SELECTED EXCERPT:
+ + + + +

Code profiling [5 min read]¶

JupyterHub(any Kubernetes) pod¶

Max RAM/CPU¶

Using PromQL to query Prometheus metrics of the pod.

Max RAM/CPU/GPU

from prometheus_api_client import PrometheusConnect
from math import ceil

def get_pod_max_cpu_memory_in_prometheus(
    prometheus_url: str = "http://prometheus-kube-prometheus-prometheus.monitoring:9090",
    container_namespace: str = "jupyterhub",
    pod_name: str = "jupyter-5uperpalo",
) -> dict:
    """ Function to query max CPU and memory consumption of a specific pod in Kubernetes in the past 10 days.
    container_memory_working_set_bytes metric returns value per spawned pod id (different pods might 
    have been spawned with the same name in the past 10 days) - only the last is checked

    For the specific query details see the link below:
    https://stackoverflow.com/questions/58747562/how-to-get-max-cpu-useage-of-a-pod-in-kubernetes-over-a-time-interval-say-30-da
    https://stackoverflow.com/a/66778814

    Args:
        prometheus_url (str): Prometheus service URL
        container_namespace (str): Kubernetes pod namespace name
        pod_name (str): Kubernetes namespace name
    Returns:
        metrics (dict): dictionary with values
    """
    def round_up(n, decimals=0):
        multiplier = 10**decimals
        return math.ceil(n * multiplier) / multiplier

    prom = PrometheusConnect(url=prometheus_url, disable_ssl=True)

    pod_name = f"'{pod_name}'"
    container_namespace = f"'{container_namespace}'"

    container_cpu_max_query = f"max_over_time(sum(rate(container_cpu_usage_seconds_total{{namespace={container_namespace}, pod={pod_name}, container!=''}}[1m]))[10d:1m])"
    container_memory_max_query = f"max_over_time(container_memory_working_set_bytes{{namespace={container_namespace}, pod={pod_name}, container!=''}}[10d])"

    cpu_max = prom.custom_query(query=container_cpu_max_query)
    memory_max = prom.custom_query(query=container_memory_max_query)

    metrics = {
        "cpu": round_up(float(cpu_max[-1]["value"][1]), 2),
        "memory": round_up(float(memory_max[-1]["value"][1])/1024**3, 2),
    }
    return metrics

besteffort_pods_list = [
    ("kepler-7dfh2", "kepler"),
    ("nginx-ingress-microk8s-controller-h5kfj", "ingress"),
]

for pod, namespace in besteffort_pods_list:
    metrics = get_pod_max_cpu_memory_in_prometheus(
        container_namespace=namespace,
        pod_name=pod,
    )

+ + + + +

RECORDED DATA:
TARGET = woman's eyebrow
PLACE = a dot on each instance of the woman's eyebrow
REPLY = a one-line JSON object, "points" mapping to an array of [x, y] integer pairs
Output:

+ + + + +

WHAT YOU ARE ASKED TO DO:
From the code profiling page above, output verbatim the part that opens with "Max RAM/CPU/GPU" and closes with "past 10 days.".

WRITTEN SOLUTION:
Max RAM/CPU/GPU

from prometheus_api_client import PrometheusConnect
from math import ceil

def get_pod_max_cpu_memory_in_prometheus(
    prometheus_url: str = "http://prometheus-kube-prometheus-prometheus.monitoring:9090",
    container_namespace: str = "jupyterhub",
    pod_name: str = "jupyter-5uperpalo",
) -> dict:
    """ Function to query max CPU and memory consumption of a specific pod in Kubernetes in the past 10 days.